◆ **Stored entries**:
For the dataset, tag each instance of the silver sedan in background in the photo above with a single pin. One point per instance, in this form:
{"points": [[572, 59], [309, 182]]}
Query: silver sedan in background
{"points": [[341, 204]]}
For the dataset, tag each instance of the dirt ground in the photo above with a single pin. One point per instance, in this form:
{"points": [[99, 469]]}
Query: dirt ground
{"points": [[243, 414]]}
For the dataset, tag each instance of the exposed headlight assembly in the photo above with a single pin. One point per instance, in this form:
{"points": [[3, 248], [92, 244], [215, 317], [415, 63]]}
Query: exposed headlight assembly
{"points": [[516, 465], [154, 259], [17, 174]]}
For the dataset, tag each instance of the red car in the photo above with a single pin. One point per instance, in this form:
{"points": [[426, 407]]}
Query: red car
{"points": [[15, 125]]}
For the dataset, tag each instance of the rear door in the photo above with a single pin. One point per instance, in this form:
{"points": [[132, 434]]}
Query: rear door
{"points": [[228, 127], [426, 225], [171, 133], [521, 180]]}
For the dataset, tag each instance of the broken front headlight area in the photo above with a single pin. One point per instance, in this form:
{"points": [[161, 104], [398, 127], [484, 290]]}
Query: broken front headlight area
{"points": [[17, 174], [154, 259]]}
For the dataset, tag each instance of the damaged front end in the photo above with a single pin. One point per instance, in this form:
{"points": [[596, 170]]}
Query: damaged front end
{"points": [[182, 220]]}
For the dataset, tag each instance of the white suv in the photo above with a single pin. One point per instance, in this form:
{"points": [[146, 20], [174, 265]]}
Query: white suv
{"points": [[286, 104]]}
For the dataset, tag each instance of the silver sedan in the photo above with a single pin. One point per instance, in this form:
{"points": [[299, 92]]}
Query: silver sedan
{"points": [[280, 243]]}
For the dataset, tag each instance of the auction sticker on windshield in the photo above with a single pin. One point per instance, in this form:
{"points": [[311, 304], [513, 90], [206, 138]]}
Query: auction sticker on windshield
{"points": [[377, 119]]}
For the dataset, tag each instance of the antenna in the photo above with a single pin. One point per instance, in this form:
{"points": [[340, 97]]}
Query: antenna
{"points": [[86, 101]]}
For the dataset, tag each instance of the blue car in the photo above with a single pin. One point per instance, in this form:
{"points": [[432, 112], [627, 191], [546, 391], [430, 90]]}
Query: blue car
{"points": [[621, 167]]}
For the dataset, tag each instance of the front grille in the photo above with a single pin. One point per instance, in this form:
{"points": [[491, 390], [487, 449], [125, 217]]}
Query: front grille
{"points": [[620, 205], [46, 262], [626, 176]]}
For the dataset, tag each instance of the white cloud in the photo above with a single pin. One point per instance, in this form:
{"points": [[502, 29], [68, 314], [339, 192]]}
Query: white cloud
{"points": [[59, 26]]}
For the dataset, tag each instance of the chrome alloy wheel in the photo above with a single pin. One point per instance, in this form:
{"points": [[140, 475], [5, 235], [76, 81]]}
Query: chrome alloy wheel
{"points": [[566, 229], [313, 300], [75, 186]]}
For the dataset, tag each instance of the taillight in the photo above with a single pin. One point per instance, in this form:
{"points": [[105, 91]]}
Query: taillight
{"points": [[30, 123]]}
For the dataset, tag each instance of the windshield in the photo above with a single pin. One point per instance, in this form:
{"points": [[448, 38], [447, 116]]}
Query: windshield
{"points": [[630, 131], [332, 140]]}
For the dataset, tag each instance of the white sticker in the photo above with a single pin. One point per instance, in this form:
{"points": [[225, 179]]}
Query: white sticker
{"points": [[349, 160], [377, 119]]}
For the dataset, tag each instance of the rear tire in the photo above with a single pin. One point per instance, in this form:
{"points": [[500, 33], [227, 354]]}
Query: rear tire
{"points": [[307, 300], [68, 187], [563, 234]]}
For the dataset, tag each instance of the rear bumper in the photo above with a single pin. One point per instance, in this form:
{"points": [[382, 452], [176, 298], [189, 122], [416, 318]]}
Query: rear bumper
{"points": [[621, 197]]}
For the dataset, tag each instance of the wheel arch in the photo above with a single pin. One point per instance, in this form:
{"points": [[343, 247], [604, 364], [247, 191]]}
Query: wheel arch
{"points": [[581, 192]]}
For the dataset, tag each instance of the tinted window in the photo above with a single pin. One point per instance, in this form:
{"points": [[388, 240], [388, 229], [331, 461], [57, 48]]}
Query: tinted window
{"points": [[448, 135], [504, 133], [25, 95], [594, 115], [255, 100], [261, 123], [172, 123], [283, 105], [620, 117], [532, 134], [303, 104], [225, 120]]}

◆ **PROBLEM DETAILS**:
Copy down the whole of the data above, matching it exactly.

◆ **THE REPLY**:
For the dataset, tag each instance of the silver sedan in background in the photo above with a single pin. One point per instance, in this form:
{"points": [[572, 59], [309, 182]]}
Query: silver sedan in background
{"points": [[341, 204]]}
For the dataset, tag each instance of the dirt ground in the photo above with a single pin. One point per instance, in this form:
{"points": [[99, 469]]}
Query: dirt ground
{"points": [[243, 414]]}
For the dataset, tag each instance of the exposed headlight assembly in the photo above with a single pin. One point per instance, in this form:
{"points": [[3, 248], [92, 244], [215, 317], [415, 63]]}
Query: exposed headlight assembly
{"points": [[516, 465], [154, 259], [17, 174]]}
For the dataset, tag each instance of the red car in the photo above with a single pin. One point per instance, in this form:
{"points": [[426, 407]]}
Query: red car
{"points": [[15, 125]]}
For the dataset, tag each instance of the rear door in the photo above with a single pin. One point per instance, in this form:
{"points": [[132, 434]]}
Query: rear door
{"points": [[228, 127], [426, 225], [171, 133], [521, 180]]}
For the dataset, tag each instance of the broken front headlight area in the photo above with a single pin. One point per instance, in this form:
{"points": [[161, 104], [398, 127], [484, 290]]}
Query: broken front headlight area
{"points": [[17, 174], [154, 259]]}
For the dataset, tag each instance of the damaged front end in the photo above with a single pin. One point per instance, in this form:
{"points": [[596, 170]]}
Query: damaged front end
{"points": [[182, 220]]}
For the dataset, tag each instance of the white suv in the photo above with a single pin. One point per instance, in this form:
{"points": [[146, 20], [174, 265]]}
Query: white suv
{"points": [[286, 104]]}
For the dataset, tag each instance of the silver sedan in the photo above with a single pin. One point per instance, in this form:
{"points": [[299, 92]]}
Query: silver sedan
{"points": [[280, 243]]}
For the dataset, tag each instance of the auction sticker on windshield in the photo above with a single pin. One point per instance, in this form:
{"points": [[311, 304], [513, 90], [206, 138]]}
Query: auction sticker on windshield
{"points": [[377, 119]]}
For the dataset, tag each instance of the antenna in the photo above with a single pin. One point per instance, in this form:
{"points": [[340, 97]]}
Query: antenna
{"points": [[86, 101]]}
For the dataset, tag each instance of the blue car in the photo above with a single pin. One point per instance, in this form:
{"points": [[432, 112], [627, 191], [546, 391], [430, 90]]}
Query: blue car
{"points": [[621, 167]]}
For the dataset, tag each instance of the front grille in the photo above with a single pin. One point per instance, in this form:
{"points": [[491, 390], [487, 449], [125, 217]]}
Query: front grille
{"points": [[620, 205], [46, 262], [626, 176]]}
For the dataset, tag each instance of the white cloud in the photo above with a single pin. One point per instance, in this form:
{"points": [[502, 29], [68, 314], [339, 192]]}
Query: white cloud
{"points": [[59, 26]]}
For the dataset, tag each instance of the chrome alloy wheel in the photo above with a single pin. One point per instance, in this form:
{"points": [[140, 475], [5, 235], [76, 81]]}
Query: chrome alloy wheel
{"points": [[566, 229], [313, 300], [75, 186]]}
For the dataset, tag each instance of the taillight in the photo above with a single pin. One point per instance, in this form:
{"points": [[105, 91]]}
Query: taillight
{"points": [[30, 123]]}
For the dataset, tag each instance of the windshield in the photo above with a single pin. One point per instance, in this form:
{"points": [[448, 38], [447, 116]]}
Query: windshield
{"points": [[630, 131], [332, 140]]}
For the dataset, tag each instance of the white sticker in the photo above with a single pin. One point per instance, in this form:
{"points": [[225, 179]]}
Query: white sticker
{"points": [[349, 160], [377, 119]]}
For the dataset, tag each instance of the rear tire in the photo above with a single pin. One point per instance, in this form:
{"points": [[500, 33], [227, 354]]}
Query: rear tire
{"points": [[307, 300], [68, 187], [563, 234]]}
For the dataset, tag each instance of the rear bumper in the photo above with a single pin. One point per instance, in this form:
{"points": [[382, 452], [176, 298], [189, 122], [416, 318]]}
Query: rear bumper
{"points": [[621, 197]]}
For the dataset, tag each instance of the wheel arch in the photo above with a single pin. One point per instance, in this form:
{"points": [[343, 247], [604, 364], [247, 191]]}
Query: wheel arch
{"points": [[581, 192]]}
For the dataset, tag each instance of the tinted window in the photo above with a single pin. One point per instance, in this form:
{"points": [[388, 240], [388, 229], [331, 461], [57, 48]]}
Query: tinted window
{"points": [[448, 135], [504, 133], [25, 95], [594, 115], [255, 100], [261, 123], [172, 123], [283, 105], [620, 117], [532, 134], [303, 104], [225, 120]]}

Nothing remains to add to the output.